### Passage

_____

Employers and labour had agreed to subject some issues to a process. There would be a task team established, consisting of ten members, including those from the employer and union representatives. This Team would have to investigate the conversion of EMS to a flexible package, requirements for appointment as a Learning Teaching Specialist, Teacher assessment and the impact of the OSD. The research would have to be completed by July.  The Council would have to investigate the methodology of teacher training and development by September 2008.

OSD would be implemented through salary adjustments done by the PERSAL system. The salary history would be verified, and a joint management plan was to be finalised.

Discussion
Mr A Mpontshane (IFP) said better resourced schools had better performing learners than the poorly resourced schools, and noted that this would affect promotion of teaching staff.

Mr Patel said that relative performance, and performance within context, were used to determine promotion. He added that learner achievement could not be measured without considering context and that simple foundations like the students’ abilities to read, calculate and write were the criteria used to assess learner performance.

Ms P Mashangoana (ANC) commented that the introduction of a Performance Management System (PMS) was good. He noted that since introduction a number of senior management staff had not signed the agreements, and enquired what was being done to address the situation.

Mr Patel responded that the Department still had three months before completion of agreement deadlines, and that all management staff were expected to have signed by the end of June. He added that a report would be compiled after they had all signed and submitted to the Department, which would then again brief the Committee.

Mr B Mthembu (ANC) said that he had heard that up to half of the educators had failed to sign, and that some were given a notch increase before signing. He added that managers at school level were subject to PMS and that everybody was expected to perform. Heads of Departments should be called to explain the situation.

Mr G Boinamo (DA) asked why the Accelerated Pay Progression was done every twenty four months instead of annually. He asked if it was done internally within schools, noting that this could be subject to abuse.

Mr Patel responded that the performance agreement development process of teachers employed eighty four people to conduct assessments.

Mr Mpontshane asked how the new salary structure benefited experienced teachers.

_____

### Dataset entries
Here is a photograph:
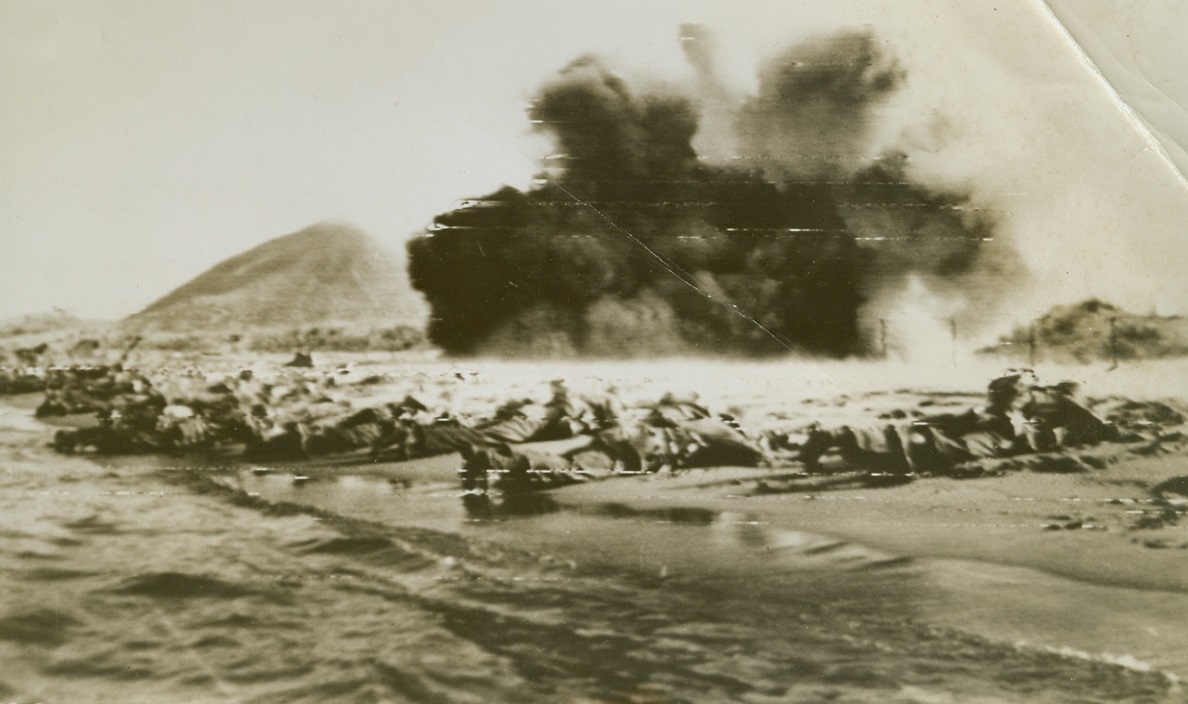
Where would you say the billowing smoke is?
[409,26,1012,356]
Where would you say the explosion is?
[409,26,1012,356]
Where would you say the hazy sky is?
[0,0,1188,318]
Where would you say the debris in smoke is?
[409,25,1012,356]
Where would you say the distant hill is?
[980,299,1188,362]
[0,309,105,337]
[124,223,425,332]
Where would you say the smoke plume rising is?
[409,26,1011,356]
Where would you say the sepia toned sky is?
[0,0,1188,318]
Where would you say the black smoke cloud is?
[409,27,1012,356]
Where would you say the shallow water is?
[0,406,1182,703]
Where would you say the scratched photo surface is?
[0,0,1188,704]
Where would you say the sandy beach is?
[0,357,1188,703]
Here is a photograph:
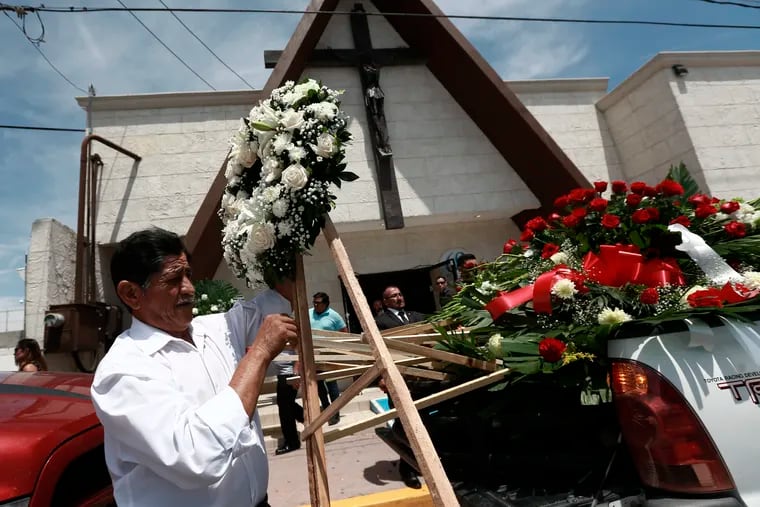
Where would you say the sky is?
[0,0,760,311]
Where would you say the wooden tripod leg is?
[293,255,330,507]
[323,216,459,507]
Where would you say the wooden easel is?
[294,216,459,507]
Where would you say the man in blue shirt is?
[309,292,348,426]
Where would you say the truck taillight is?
[611,360,734,494]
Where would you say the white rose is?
[272,132,293,155]
[288,145,306,162]
[549,252,570,264]
[248,222,275,254]
[248,100,279,132]
[309,132,336,158]
[487,333,503,357]
[272,199,288,218]
[598,307,632,325]
[282,164,309,190]
[280,109,303,132]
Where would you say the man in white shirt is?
[92,228,297,507]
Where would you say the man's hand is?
[251,314,298,362]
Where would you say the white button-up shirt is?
[92,291,291,507]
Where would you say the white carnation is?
[552,278,578,299]
[272,199,288,218]
[309,132,337,158]
[598,307,632,325]
[282,164,309,190]
[743,271,760,290]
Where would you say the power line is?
[0,10,87,94]
[0,4,760,30]
[0,125,85,132]
[697,0,760,9]
[158,0,255,90]
[113,0,216,91]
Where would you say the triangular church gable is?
[187,0,589,277]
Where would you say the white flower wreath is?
[219,79,357,286]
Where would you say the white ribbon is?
[668,224,743,285]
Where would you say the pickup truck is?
[0,372,115,507]
[376,315,760,507]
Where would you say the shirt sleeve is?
[91,347,259,489]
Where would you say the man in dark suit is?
[375,285,425,489]
[375,285,425,329]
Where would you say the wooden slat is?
[385,338,499,371]
[325,368,509,442]
[323,216,459,506]
[293,255,330,507]
[301,364,380,440]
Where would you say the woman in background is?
[14,338,47,371]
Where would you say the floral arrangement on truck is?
[436,165,760,374]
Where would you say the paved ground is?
[267,429,416,507]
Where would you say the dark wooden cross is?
[264,4,424,229]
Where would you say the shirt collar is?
[129,317,203,355]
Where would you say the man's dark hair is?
[111,227,190,292]
[311,292,330,306]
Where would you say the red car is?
[0,372,115,507]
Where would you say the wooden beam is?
[301,363,380,440]
[385,338,499,371]
[293,255,330,507]
[325,368,510,442]
[323,216,459,507]
[264,48,426,69]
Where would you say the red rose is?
[631,209,649,224]
[612,180,628,194]
[670,215,691,227]
[688,194,710,208]
[723,220,747,238]
[588,197,607,211]
[503,239,517,253]
[639,287,660,305]
[570,208,588,218]
[720,201,739,215]
[625,194,641,207]
[686,288,723,308]
[631,181,647,195]
[525,217,549,232]
[694,204,718,218]
[644,185,659,197]
[538,337,567,363]
[562,215,583,229]
[602,213,620,229]
[657,180,684,197]
[541,243,559,259]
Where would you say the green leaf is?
[338,171,359,181]
[667,162,700,199]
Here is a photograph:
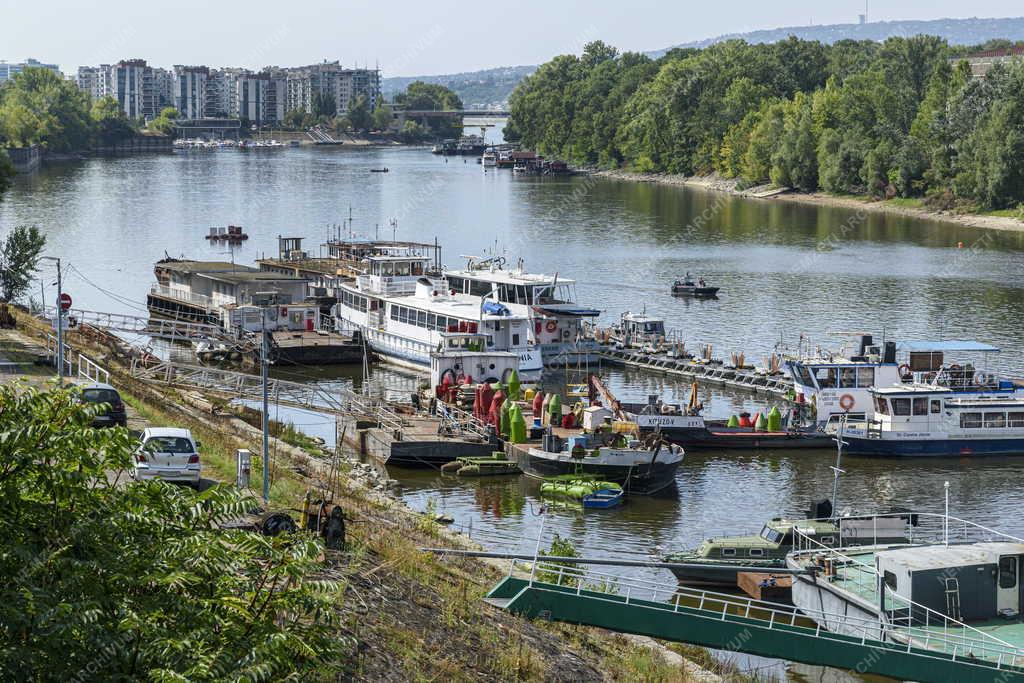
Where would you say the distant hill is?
[381,67,537,109]
[647,16,1024,57]
[381,16,1024,109]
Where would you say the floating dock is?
[600,346,793,397]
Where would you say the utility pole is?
[253,292,278,507]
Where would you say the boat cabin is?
[430,332,519,387]
[874,542,1024,625]
[618,311,665,346]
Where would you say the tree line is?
[506,36,1024,209]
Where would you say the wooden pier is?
[600,346,793,397]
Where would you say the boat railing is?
[150,283,218,310]
[509,559,1024,669]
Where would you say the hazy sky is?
[6,0,1022,76]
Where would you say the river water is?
[0,147,1024,676]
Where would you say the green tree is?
[0,225,46,301]
[0,148,15,202]
[0,69,94,151]
[373,104,394,131]
[348,95,374,131]
[89,96,138,144]
[0,385,342,681]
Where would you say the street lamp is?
[41,256,63,386]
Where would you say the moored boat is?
[520,433,684,496]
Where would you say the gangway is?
[485,560,1024,683]
[129,358,406,431]
[46,306,246,343]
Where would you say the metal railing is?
[509,560,1024,670]
[150,284,219,311]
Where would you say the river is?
[0,147,1024,676]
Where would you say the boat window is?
[814,368,836,389]
[913,396,928,415]
[891,398,910,415]
[874,396,889,415]
[999,555,1017,588]
[985,413,1007,427]
[961,413,981,429]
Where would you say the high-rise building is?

_____

### Task objective
Reproduce the meeting minutes on teacher pay word for word, everything from "Mr B Mthembu" down to "subject to abuse.". The rows are separate material and have no connection to the meeting minutes on teacher pay.

### Written response
Mr B Mthembu (ANC) said that he had heard that up to half of the educators had failed to sign, and that some were given a notch increase before signing. He added that managers at school level were subject to PMS and that everybody was expected to perform. Heads of Departments should be called to explain the situation.

Mr G Boinamo (DA) asked why the Accelerated Pay Progression was done every twenty four months instead of annually. He asked if it was done internally within schools, noting that this could be subject to abuse.